■ EXERCISE AIM:
Please restate the data word for word, leaving out no line.

■ EXTRACTED DATA:
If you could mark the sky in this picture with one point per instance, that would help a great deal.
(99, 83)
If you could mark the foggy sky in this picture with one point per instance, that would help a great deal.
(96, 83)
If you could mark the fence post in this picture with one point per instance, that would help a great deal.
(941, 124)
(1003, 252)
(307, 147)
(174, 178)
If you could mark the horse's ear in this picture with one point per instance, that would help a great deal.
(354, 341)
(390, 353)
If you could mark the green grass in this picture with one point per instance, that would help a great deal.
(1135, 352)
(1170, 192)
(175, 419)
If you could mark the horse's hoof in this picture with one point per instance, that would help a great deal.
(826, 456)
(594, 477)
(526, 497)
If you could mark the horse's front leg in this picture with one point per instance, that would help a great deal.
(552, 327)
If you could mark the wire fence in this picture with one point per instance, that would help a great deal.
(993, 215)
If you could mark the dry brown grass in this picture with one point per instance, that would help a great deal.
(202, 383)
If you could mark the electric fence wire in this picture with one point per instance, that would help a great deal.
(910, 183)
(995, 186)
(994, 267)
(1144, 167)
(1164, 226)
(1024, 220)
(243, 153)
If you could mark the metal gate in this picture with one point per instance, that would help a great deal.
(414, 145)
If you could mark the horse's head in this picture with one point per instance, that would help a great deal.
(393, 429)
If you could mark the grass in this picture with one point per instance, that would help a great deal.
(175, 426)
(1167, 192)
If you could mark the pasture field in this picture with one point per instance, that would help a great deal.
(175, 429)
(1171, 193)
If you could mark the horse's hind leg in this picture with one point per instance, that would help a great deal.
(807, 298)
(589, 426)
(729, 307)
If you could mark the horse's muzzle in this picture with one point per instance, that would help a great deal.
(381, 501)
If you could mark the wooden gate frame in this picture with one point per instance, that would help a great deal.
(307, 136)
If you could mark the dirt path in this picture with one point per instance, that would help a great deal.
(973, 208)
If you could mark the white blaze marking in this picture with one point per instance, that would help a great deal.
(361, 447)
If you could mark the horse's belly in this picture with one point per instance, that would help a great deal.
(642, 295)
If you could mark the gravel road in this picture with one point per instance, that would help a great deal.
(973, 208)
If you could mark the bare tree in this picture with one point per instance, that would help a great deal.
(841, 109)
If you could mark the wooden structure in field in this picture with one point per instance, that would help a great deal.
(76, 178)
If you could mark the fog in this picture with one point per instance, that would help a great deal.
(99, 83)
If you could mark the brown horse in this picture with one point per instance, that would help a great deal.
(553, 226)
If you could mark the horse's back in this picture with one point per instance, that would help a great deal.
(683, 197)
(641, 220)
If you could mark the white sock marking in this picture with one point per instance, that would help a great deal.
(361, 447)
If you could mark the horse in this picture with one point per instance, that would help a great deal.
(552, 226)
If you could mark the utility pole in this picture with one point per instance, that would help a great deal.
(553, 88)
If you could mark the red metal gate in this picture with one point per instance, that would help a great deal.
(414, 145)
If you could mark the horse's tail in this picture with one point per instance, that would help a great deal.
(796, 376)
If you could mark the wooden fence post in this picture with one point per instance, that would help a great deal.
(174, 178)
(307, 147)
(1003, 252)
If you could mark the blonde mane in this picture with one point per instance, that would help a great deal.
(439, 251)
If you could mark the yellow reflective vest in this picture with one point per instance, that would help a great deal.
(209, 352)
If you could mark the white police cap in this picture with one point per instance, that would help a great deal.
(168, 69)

■ EXPECTED ANSWER:
If you could mark the sky in this picture with one point per instance, that would help a great deal.
(99, 83)
If you could mark the foggy sky in this picture with one point per instance, that would help a great deal.
(96, 83)
If you could mark the fence post in this picture with one point per instance, that would help a great deal.
(941, 124)
(1003, 252)
(307, 147)
(174, 178)
If you could mark the horse's ear in this picture with one point per instance, that would help a great deal.
(354, 341)
(390, 353)
If you could mark the green grass in this picture with one point per instance, that would help a great deal.
(1135, 352)
(1170, 192)
(175, 419)
If you could mark the horse's hoof in this picture with one point per instance, that would help a great deal.
(826, 456)
(594, 477)
(526, 497)
If you could mark the horse's front leg in this picture with one point per instance, that would help a great deal.
(552, 327)
If you could mark the wire fence in this picture with one point per instance, that would help a great deal.
(993, 215)
If you could mark the dry brown grass in this picture with one point per instance, that would help a great deal.
(202, 383)
If you could mark the electric fence wire in this picture with one point per instance, that would help a great deal.
(910, 183)
(995, 186)
(994, 267)
(1144, 167)
(1164, 226)
(1024, 220)
(243, 153)
If you could mark the metal gate in this picture with one point per instance, that would help a great deal.
(414, 145)
If you could mark the horse's head in this picture with one point per instance, that would help a great deal.
(393, 429)
If you could mark the grass in this picture with one point per instance, that would help a great deal.
(175, 426)
(1167, 192)
If you could mark the pasture field in this picture with one point per instance, that would help a great deal.
(175, 429)
(1171, 193)
If you could mark the horse's hind leg in this picture with one point per instance, that would help a great deal.
(807, 298)
(589, 426)
(729, 307)
If you could mark the horse's muzzle in this picture with one point per instance, that would help a great deal.
(381, 501)
If you could mark the wooden gate frame in this picture with one point per instance, that would help a great deal.
(307, 136)
If you could mark the dirt path in this picture with one point per instance, that would help a great deal.
(973, 208)
If you could mark the white blaze marking in this picture with one point per instance, that would help a great deal.
(361, 447)
If you could mark the horse's belly in this picture with one point per instance, that would help a great deal.
(642, 295)
If you could mark the gravel road in this picture with one point per instance, that would help a great deal.
(973, 208)
If you could mark the bare tree in this picture with one point per instance, that would help a great deal.
(841, 109)
If you could mark the wooden structure in field in this picture with one point per instance, that would help a great deal.
(76, 178)
If you could mark the fog in this picture with one point per instance, that would help a great deal.
(99, 83)
If you could mark the brown horse in this picture with one point per instance, that would help a great deal.
(553, 226)
If you could mark the horse's back in this picture with one point per instance, that would help a great deal.
(683, 197)
(641, 220)
If you could mark the white sock marking in this picture with one point per instance, that would help a great deal.
(361, 447)
If you could mark the horse in this picture with one point per instance, that would help a great deal.
(552, 226)
If you could mark the utility pole in this picture with one point per instance, that would help a great deal.
(553, 88)
If you could mark the red metal gate in this picture with one point per instance, that would help a great deal.
(414, 145)
If you could mark the horse's tail in this picture with one point per instance, that would help a great deal.
(796, 376)
If you could mark the wooden fence post in this picture with one point per instance, that would help a great deal.
(174, 178)
(307, 147)
(1003, 252)
If you could mark the blonde mane in this picture with one point per instance, that would help a great deal.
(439, 251)
If you could mark the yellow reflective vest in this picture with one point per instance, that would help a great deal.
(209, 352)
If you could mark the white police cap in this picture with one point per instance, that would help a great deal.
(168, 69)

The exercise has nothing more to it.